Extracted material –
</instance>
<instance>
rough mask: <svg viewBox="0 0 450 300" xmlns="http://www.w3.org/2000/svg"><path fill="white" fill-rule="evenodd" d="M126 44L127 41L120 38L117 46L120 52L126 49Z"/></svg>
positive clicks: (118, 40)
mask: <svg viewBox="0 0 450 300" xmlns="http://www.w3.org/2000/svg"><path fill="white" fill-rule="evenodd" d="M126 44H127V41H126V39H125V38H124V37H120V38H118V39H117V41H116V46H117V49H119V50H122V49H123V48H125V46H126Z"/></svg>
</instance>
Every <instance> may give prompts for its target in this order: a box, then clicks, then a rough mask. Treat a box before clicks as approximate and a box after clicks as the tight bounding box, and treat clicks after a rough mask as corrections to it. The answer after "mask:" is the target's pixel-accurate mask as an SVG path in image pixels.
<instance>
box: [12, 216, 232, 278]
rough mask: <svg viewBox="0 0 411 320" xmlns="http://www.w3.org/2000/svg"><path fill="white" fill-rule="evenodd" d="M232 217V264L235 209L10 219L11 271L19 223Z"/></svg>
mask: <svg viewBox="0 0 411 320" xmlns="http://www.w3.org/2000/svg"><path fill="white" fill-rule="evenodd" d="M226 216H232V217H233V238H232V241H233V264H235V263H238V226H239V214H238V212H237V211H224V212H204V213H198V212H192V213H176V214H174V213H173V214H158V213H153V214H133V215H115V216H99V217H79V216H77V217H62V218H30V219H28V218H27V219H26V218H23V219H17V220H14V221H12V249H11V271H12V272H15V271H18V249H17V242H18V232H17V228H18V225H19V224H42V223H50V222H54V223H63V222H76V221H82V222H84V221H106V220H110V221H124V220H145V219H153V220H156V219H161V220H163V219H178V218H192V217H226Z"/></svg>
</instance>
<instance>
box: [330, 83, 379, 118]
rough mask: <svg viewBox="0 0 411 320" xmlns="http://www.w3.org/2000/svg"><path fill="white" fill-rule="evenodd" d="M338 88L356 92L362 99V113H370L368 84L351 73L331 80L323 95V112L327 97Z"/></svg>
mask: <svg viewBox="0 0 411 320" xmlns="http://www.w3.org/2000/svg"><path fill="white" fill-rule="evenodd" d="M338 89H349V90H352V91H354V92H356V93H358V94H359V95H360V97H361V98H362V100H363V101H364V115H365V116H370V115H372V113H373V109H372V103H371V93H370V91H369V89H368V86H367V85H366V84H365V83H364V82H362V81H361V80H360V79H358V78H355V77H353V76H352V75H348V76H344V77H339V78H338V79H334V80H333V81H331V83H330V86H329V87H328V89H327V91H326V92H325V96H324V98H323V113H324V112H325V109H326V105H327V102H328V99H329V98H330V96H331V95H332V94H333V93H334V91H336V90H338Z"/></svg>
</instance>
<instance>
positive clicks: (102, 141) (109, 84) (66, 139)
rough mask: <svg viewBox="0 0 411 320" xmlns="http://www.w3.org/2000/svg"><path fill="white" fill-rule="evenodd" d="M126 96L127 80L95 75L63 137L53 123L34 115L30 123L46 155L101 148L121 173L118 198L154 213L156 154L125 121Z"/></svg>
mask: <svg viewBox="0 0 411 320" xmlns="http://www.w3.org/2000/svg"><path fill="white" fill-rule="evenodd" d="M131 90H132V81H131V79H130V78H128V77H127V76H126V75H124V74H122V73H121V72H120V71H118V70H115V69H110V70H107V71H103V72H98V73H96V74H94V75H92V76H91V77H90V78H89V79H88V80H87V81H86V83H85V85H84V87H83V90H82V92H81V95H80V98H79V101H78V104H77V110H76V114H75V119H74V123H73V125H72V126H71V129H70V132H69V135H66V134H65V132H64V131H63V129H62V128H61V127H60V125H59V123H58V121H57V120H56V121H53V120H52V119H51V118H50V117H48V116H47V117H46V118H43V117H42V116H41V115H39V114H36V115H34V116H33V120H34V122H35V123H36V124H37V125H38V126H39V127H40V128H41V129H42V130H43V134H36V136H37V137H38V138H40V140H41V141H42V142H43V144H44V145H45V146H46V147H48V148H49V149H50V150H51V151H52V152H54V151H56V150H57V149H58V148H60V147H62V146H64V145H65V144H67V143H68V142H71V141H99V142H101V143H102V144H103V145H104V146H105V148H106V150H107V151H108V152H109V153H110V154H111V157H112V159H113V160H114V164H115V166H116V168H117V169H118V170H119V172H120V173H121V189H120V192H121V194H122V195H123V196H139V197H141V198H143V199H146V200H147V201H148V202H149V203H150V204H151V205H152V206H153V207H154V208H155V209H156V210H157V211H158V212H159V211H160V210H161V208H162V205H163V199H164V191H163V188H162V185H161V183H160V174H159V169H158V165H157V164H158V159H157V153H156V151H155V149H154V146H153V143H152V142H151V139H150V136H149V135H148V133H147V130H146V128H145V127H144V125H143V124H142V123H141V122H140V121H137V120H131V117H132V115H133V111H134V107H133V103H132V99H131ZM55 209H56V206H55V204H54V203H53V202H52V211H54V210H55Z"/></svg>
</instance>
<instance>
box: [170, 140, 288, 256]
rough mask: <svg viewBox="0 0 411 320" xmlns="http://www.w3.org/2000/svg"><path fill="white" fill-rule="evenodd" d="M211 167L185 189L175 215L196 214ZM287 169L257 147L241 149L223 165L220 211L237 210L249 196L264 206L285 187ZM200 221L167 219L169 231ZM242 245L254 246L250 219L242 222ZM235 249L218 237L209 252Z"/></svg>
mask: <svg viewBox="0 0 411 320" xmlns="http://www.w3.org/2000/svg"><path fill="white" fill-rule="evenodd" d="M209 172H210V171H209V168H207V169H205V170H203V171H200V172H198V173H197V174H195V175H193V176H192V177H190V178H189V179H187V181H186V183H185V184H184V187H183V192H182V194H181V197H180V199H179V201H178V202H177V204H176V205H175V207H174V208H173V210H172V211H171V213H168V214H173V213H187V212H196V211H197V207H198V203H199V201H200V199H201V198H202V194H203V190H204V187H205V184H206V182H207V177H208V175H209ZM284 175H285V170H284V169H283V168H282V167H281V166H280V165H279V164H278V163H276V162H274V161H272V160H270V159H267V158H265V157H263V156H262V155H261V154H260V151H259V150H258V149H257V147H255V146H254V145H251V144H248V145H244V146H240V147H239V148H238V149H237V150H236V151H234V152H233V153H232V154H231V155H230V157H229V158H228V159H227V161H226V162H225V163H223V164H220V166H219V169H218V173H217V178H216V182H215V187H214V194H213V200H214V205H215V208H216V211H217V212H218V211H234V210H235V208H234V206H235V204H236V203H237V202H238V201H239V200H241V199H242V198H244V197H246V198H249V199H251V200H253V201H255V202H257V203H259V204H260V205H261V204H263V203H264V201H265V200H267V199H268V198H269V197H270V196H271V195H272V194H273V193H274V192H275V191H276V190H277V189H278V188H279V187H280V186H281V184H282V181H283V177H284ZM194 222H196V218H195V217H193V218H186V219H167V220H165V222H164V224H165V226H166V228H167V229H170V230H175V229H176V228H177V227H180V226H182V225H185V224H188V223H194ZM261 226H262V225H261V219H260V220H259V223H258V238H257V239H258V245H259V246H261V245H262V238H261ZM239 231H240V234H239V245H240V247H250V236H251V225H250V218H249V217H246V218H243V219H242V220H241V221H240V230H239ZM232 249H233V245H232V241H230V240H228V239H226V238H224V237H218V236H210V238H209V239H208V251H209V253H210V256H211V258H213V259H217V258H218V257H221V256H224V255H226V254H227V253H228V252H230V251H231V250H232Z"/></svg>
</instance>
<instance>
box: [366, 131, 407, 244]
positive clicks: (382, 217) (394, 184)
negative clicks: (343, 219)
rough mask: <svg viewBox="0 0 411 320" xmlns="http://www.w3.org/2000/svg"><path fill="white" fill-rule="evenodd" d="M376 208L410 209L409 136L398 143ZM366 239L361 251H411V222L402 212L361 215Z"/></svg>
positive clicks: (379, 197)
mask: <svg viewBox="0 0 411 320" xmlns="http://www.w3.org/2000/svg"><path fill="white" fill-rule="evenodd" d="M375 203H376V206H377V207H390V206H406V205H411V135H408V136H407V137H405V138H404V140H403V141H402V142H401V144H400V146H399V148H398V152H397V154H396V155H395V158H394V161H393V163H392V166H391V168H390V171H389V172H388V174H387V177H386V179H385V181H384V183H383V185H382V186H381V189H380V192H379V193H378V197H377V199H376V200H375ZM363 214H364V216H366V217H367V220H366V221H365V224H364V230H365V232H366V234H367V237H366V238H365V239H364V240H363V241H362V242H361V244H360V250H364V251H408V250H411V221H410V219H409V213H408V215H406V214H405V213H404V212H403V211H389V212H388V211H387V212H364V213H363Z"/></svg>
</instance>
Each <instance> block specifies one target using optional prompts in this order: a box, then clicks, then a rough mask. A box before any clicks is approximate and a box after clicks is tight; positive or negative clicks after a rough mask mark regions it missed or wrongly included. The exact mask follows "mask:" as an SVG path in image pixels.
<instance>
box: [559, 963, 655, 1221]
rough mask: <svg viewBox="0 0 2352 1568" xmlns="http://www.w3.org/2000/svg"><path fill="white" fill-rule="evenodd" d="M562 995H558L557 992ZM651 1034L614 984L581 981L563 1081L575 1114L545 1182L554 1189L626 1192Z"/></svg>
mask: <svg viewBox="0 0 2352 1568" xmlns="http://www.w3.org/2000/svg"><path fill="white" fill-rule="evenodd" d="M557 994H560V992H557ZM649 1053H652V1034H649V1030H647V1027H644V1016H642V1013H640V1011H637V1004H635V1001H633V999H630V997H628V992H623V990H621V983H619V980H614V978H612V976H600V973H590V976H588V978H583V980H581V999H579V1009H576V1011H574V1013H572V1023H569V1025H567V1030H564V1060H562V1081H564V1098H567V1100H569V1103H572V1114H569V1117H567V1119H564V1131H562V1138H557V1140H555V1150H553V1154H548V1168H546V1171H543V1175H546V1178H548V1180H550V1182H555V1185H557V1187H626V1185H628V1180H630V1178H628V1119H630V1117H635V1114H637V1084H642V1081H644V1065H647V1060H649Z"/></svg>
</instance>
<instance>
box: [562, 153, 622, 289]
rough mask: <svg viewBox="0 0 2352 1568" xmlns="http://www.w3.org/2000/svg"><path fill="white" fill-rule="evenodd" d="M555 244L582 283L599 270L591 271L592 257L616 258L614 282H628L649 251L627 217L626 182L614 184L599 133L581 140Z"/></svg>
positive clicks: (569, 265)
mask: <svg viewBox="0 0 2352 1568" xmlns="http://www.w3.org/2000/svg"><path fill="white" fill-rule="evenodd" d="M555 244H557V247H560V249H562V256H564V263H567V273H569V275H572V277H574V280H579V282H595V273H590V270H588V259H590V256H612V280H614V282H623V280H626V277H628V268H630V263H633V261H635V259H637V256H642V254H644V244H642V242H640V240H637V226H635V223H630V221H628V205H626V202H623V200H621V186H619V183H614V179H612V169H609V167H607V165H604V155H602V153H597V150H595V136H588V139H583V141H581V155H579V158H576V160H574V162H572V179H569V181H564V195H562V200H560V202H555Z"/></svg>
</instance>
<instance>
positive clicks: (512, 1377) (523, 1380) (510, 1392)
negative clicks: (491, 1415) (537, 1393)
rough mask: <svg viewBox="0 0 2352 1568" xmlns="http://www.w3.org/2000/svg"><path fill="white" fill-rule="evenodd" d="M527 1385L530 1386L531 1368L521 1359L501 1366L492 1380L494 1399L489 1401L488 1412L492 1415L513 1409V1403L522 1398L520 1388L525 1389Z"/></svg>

Requirement – Can you show every line in the items above that contains the string "positive"?

Solution for this task –
positive clicks: (118, 40)
positive clicks: (102, 141) (109, 84) (66, 139)
positive clicks: (382, 217) (394, 184)
positive clicks: (379, 197)
Each <instance> block specifies one target using optional prompts in this order: a box, then clicks, then a rough mask. A box before any clicks is approximate and a box after clicks is tight; positive or negative clicks after a rough mask mark regions it missed or wrongly included. The exact mask follows "mask:" as an SVG path in image pixels.
positive clicks: (569, 265)
positive clicks: (512, 1377) (523, 1380) (510, 1392)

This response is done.